Exercise aim |
Here are some records; return them all exactly.

__________

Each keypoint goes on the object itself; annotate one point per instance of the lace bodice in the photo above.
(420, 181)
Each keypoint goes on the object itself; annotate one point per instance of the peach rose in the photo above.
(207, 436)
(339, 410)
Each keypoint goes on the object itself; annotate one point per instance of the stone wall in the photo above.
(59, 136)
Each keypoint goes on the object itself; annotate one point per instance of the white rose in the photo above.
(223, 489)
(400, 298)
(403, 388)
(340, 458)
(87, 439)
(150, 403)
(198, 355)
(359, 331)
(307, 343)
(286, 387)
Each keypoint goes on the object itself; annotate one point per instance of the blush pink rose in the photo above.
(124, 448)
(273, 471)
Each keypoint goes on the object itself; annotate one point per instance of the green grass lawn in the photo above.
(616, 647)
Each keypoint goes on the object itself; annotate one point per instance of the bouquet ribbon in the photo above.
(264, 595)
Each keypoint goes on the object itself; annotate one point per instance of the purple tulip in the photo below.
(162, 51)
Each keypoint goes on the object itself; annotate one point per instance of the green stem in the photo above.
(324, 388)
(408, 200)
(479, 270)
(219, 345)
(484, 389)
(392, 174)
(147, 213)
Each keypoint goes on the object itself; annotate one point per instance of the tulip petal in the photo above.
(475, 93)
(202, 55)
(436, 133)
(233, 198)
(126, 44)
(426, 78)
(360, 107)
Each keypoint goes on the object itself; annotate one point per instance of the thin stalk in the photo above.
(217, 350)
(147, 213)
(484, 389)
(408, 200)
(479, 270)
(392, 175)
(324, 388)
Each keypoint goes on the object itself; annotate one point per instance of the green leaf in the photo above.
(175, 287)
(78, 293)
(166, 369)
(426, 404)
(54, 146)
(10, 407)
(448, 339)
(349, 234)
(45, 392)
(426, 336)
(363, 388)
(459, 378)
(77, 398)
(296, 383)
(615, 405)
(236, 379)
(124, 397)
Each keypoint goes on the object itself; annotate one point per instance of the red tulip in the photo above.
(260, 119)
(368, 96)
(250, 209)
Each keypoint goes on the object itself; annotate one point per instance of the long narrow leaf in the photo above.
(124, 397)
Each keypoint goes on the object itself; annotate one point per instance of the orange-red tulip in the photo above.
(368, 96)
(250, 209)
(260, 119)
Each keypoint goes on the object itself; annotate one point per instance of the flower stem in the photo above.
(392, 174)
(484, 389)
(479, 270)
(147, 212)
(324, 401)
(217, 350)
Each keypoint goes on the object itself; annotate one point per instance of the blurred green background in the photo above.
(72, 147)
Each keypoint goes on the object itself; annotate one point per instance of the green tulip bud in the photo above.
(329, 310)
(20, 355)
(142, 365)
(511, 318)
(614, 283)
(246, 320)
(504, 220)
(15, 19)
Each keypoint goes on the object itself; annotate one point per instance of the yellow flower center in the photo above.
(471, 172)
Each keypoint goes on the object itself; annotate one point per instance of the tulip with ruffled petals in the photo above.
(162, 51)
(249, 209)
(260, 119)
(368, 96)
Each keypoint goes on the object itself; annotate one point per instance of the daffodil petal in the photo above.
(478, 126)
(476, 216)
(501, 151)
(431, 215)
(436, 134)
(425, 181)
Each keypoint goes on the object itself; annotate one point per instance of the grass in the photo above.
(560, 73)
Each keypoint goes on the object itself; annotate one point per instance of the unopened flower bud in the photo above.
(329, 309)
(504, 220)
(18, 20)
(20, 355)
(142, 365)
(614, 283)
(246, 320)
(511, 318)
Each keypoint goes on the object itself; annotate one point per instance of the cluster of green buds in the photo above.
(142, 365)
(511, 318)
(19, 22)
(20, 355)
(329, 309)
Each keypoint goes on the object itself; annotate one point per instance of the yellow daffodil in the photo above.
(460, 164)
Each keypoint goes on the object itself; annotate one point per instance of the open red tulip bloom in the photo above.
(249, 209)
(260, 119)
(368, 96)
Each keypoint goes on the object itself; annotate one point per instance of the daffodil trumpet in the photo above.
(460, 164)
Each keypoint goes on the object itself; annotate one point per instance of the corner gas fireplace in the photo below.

__________

Solution for this task |
Each keypoint goes on the object itself; annotate one point per instance of the lace bodice in the photo above.
(420, 181)
Each keypoint goes on the object itself; annotate one point per instance of the peach rose in the photo above.
(207, 436)
(339, 410)
Each keypoint goes on the object itself; annotate one point per instance of the stone wall in the photo above.
(59, 136)
Each keypoint goes on the object itself; annotate one point per instance of the white rose in the photo above.
(223, 489)
(400, 298)
(403, 388)
(340, 458)
(87, 439)
(150, 403)
(198, 355)
(359, 331)
(307, 343)
(286, 387)
Each keypoint goes on the object itself; annotate one point per instance of the blush pink rose in the photo above.
(124, 448)
(273, 471)
Each keypoint goes on the object itself; annotate one point per instance of the green grass lawn in the photo above.
(616, 647)
Each keypoint goes on the object itself; annotate one point per instance of the bouquet ribbon in the photo above.
(264, 595)
Each keypoint goes on the object itself; annotate one point per instance of the purple tulip in the photo below.
(162, 51)
Each keypoint goes on the object itself; annotate one point per instance of the green stem in the photo above.
(324, 388)
(408, 200)
(479, 270)
(219, 345)
(484, 389)
(392, 174)
(147, 213)
Each keypoint goes on the object itself; annotate one point per instance of the tulip petal in the photo above.
(475, 93)
(202, 55)
(436, 133)
(233, 198)
(126, 44)
(426, 78)
(360, 107)
Each keypoint goes on the object itself; annotate one point per instance of the thin stalk in the photo above.
(217, 350)
(147, 213)
(484, 389)
(408, 200)
(479, 270)
(392, 175)
(324, 388)
Each keypoint goes on the object itself; annotate one point per instance of the green leaf in the photo above.
(175, 287)
(78, 293)
(166, 369)
(426, 404)
(54, 146)
(10, 407)
(448, 339)
(349, 234)
(45, 392)
(426, 336)
(363, 388)
(459, 378)
(77, 398)
(296, 383)
(615, 405)
(236, 379)
(124, 397)
Each keypoint goes on the object itself; annotate one point per instance of the red tulip in the photo above.
(260, 119)
(368, 96)
(250, 209)
Each keypoint goes on the object itself; annotate one point per instance of the long narrow leaf in the photo above.
(124, 397)
Each keypoint goes on the object itself; annotate one point per instance of the orange-red tulip in the photo above.
(368, 96)
(250, 209)
(260, 119)
Each keypoint goes on the object itself; annotate one point per instance of the flower stem in the photo above.
(392, 174)
(484, 389)
(479, 270)
(147, 212)
(324, 401)
(217, 350)
Each keypoint goes on the object itself; annotate one point per instance of the blurred green background in the photo above.
(72, 147)
Each keypoint goes on the object itself; annotate one point per instance of the green tulip bud in the photo above.
(329, 310)
(20, 355)
(142, 365)
(511, 318)
(614, 283)
(246, 320)
(504, 220)
(15, 19)
Each keypoint goes on the object itself; annotate one point per instance of the yellow flower center in the photo above.
(471, 172)
Each keypoint goes on the object itself; annotate one point per instance of the tulip with ruffled petals in the photo above.
(162, 51)
(249, 209)
(260, 119)
(368, 96)
Each keypoint goes on the object itself; annotate one point per instance of the daffodil petal in the photo above.
(478, 126)
(476, 216)
(501, 151)
(431, 215)
(436, 134)
(425, 181)
Each keypoint goes on the object itself; annotate one point per instance of the grass in the photo above.
(560, 73)
Each keypoint goes on the object itself; annotate one point per instance of the unopened flower bud in the photo above.
(329, 309)
(504, 220)
(18, 20)
(20, 355)
(142, 365)
(614, 283)
(246, 320)
(511, 318)
Each keypoint goes on the object itself; annotate one point per instance of the cluster of green buds in the photo above.
(142, 365)
(511, 318)
(19, 22)
(20, 355)
(329, 309)
Each keypoint goes on the object itself; annotate one point per instance of the yellow daffodil in the photo above.
(460, 164)
Each keypoint goes on the object itself; annotate one point per instance of the open red tulip bloom in the photo above.
(249, 209)
(260, 119)
(368, 96)
Each keypoint goes on the object itself; annotate one point per instance of the daffodil trumpet in the photo above.
(460, 164)
Each keypoint goes on the object itself; annotate one point per instance of the corner gas fireplace in the photo below.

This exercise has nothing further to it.